Records from a dataset:
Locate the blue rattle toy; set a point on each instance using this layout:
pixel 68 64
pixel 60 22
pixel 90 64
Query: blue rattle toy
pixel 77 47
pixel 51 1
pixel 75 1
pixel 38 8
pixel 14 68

▸ Your objective
Please copy every entry above word for word, keeping each line as it appears.

▸ Result for this exercise
Locate the blue rattle toy; set a point on each instance using this layout:
pixel 68 64
pixel 60 22
pixel 90 64
Query: blue rattle toy
pixel 77 47
pixel 51 1
pixel 75 1
pixel 38 8
pixel 14 68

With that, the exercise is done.